TASK INSTRUCTIONS
1. Name every person mentioned in the Serenata/Zumo article below.
2. From the Serenata/Zumo article below, quote the passage that begins at the words "Details on Serenata/Zumo, the" and stops after the words "hard-to-find Latin spirits.".

Food

Details on Serenata/Zumo, the Upcoming Latin Cocktail and Juice Bar From Colada Shop

Bresca bartender Andra Johnson will lead the lineup of cocktails and hard-to-find Latin spirits.

The "El Mar" cocktail at the forthcoming Serenata/Zumo in La Cosecha Latin marketplace. Photograph courtesy of Serenata/Zumo

When Latin marketplace La Cosecha opens in September near Union Market there will be plenty to discover—whether it’s modern Mexican food (beyond the usual tacos and guacamole) at Amparo Fondita, vegan Bolivian fare at Ali Pacha, or native Pipeño wines from Chile at Grand Cata wine bar. Colada Shop founders Daniella Senior and Juan Coronado are embracing the same spirit at Serenata/Zumo, their pan-Latin cocktail and juice bar, exposing drinkers to lesser-known fruits and spirits.

“We want to tell a story of the whole 360 of what’s in your glass, and use it as a platform to educate people on the bounty of Latin America and how each country is different,” Senior says. “A lot of people don’t know. You speak Spanish, you’re Mexican—I get that all the time. Each country is very different and each country has its beauty.”

Colada Shop founders (from left) Juan Coronado and Daniella Senior with Serenata/Zumo bartender Andra Johnson.

In the mornings, Zumo will serve a menu of cold pressed-to-order fruit juices, smoothies, and toasts. Senior is working with farmers and vendors to procure hard-to-find produce from Latin American and the Caribbean. Many juices will have curative properties, like a tonic of celery, pineapple, and cilantro that Coronado grew up drinking. As for the toasts, think beyond avocado (though they’ll have a version of that too). We have our eye on a combination of  peanut butter, guava jelly, and banana bruleé.

COLLECTED MATERIAL
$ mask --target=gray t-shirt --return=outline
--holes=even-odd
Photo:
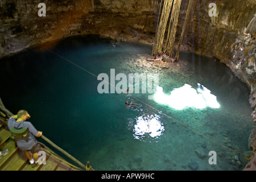
[[[14,118],[10,118],[8,120],[8,127],[9,129],[15,127],[18,129],[26,127],[28,129],[28,133],[25,137],[15,137],[17,146],[22,150],[30,150],[33,146],[37,143],[36,139],[34,135],[38,134],[38,130],[34,127],[31,122],[27,121],[16,122]]]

SOLUTION SET
1. Andra Johnson, Daniella Senior, Juan Coronado

2.
Details on Serenata/Zumo, the Upcoming Latin Cocktail and Juice Bar From Colada Shop

Bresca bartender Andra Johnson will lead the lineup of cocktails and hard-to-find Latin spirits.